### Selection
--- start ---

25 To the extent that the Fund and the Subsidiary
invest in cash and Short-Term Fixed Income
Securities that are cash equivalents (i.e., that have
maturities of less than 3 months) as specified in
Commentary .01(c) to NYSE Arca Rule 8.600–E,
such investments will comply with Commentary
.01(c) and may be held without limitation. Nonconvertible corporate debt securities and Non-U.S.
Sovereign Debt are not included as cash equivalents
in Commentary .01(c).
26 Commentary .01(b) to NYSE Arca Rule 8.600–
E defines fixed income securities as debt securities
that are notes, bonds, debentures or evidence of
indebtedness that include, but are not limited to,
U.S. Department of Treasury securities (‘‘Treasury
Securities’’), government-sponsored entity
securities (‘‘GSEs’’), municipal securities, trust
preferred securities, supranational debt and debt of
a foreign country or a subdivision thereof,
investment grade and high yield corporate debt,
bank loans, mortgage and asset backed securities,
and commercial paper.

--- end ---

### Material shown
--- start ---

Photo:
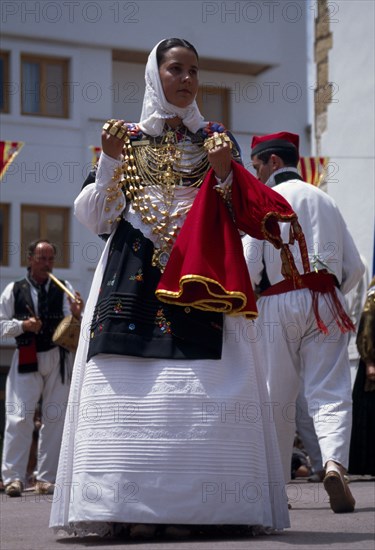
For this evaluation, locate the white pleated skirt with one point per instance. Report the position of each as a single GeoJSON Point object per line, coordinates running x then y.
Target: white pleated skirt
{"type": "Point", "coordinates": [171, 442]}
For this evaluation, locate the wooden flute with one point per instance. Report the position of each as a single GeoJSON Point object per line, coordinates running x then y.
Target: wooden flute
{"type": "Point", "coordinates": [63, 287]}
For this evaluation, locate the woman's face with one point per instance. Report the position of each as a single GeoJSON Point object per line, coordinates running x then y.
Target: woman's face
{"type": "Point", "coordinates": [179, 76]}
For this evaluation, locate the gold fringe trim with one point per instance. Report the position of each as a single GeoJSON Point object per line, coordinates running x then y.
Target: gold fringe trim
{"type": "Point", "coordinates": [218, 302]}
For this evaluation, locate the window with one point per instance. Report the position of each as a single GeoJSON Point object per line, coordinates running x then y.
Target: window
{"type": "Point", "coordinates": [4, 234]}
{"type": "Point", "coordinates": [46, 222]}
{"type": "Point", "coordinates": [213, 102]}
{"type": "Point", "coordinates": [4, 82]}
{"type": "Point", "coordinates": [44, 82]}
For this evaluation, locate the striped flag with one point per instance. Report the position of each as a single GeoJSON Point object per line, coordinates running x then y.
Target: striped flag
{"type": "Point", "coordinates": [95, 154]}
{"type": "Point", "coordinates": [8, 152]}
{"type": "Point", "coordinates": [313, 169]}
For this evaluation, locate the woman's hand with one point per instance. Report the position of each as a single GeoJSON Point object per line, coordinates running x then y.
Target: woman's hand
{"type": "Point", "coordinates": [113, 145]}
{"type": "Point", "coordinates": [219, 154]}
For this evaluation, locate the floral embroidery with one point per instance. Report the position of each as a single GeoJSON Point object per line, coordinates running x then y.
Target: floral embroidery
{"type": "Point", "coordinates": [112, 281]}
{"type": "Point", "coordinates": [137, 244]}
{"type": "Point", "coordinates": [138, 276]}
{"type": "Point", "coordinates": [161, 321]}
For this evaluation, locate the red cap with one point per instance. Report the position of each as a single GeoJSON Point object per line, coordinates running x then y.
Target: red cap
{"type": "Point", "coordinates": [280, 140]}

--- end ---
--- start ---

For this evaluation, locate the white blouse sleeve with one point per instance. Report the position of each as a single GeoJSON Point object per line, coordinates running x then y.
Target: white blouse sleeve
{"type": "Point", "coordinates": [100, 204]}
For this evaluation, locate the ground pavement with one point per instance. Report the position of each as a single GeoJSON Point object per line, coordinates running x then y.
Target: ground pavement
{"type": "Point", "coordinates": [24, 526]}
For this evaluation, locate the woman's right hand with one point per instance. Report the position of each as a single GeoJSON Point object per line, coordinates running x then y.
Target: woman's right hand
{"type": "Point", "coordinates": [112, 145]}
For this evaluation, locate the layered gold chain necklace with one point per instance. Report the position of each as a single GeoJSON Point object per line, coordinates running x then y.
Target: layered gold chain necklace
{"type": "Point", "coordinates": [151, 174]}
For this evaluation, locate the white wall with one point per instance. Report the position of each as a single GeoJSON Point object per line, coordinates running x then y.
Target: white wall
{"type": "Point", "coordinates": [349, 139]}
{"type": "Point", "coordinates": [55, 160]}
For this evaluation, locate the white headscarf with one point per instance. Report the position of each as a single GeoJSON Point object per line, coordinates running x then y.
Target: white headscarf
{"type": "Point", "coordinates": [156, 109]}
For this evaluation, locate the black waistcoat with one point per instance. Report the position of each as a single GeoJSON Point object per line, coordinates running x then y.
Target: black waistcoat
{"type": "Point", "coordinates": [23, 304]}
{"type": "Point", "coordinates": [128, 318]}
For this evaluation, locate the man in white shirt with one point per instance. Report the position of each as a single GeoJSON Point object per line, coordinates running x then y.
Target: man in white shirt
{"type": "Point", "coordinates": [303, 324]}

--- end ---

### Task objective
Please resume the footnotes on NYSE Arca Rule 8.600–E, picking up right after their final sentence.

### Output of the exercise
27 Among the Fixed Income Securities in which
the Fund may invest are commodity-linked notes.
28 ETNs are securities as described in NYSE Arca
Rule 5.2–E(j)(6) (Equity Index-Linked Securities,
Commodity-Linked Securities, Currency-Linked
Securities, Fixed Income Index-Linked Securities,
Futures-Linked Securities and Multifactor IndexLinked Securities). All ETNs will be listed and
traded in the U.S. on a national securities exchange.
The Fund will not invest in inverse or leveraged
(e.g., 2X, -2X, 3X or -3X) ETNs.
29 For purposes of the filing, the term ‘‘ETFs’’
includes Investment Company Units (as described
in NYSE Arca Rule 5.2–E(j)(3)); Portfolio Depositary
Receipts (as described in NYSE Arca Rule 8.100–
E); and Managed Fund Shares (as described in
NYSE Arca Rule 8.600–E). All ETFs will be listed
and traded in the U.S. on a national securities
exchange. The Fund will not invest in inverse or
leveraged (e.g., 2X, -2X, 3X or -3X) ETFs.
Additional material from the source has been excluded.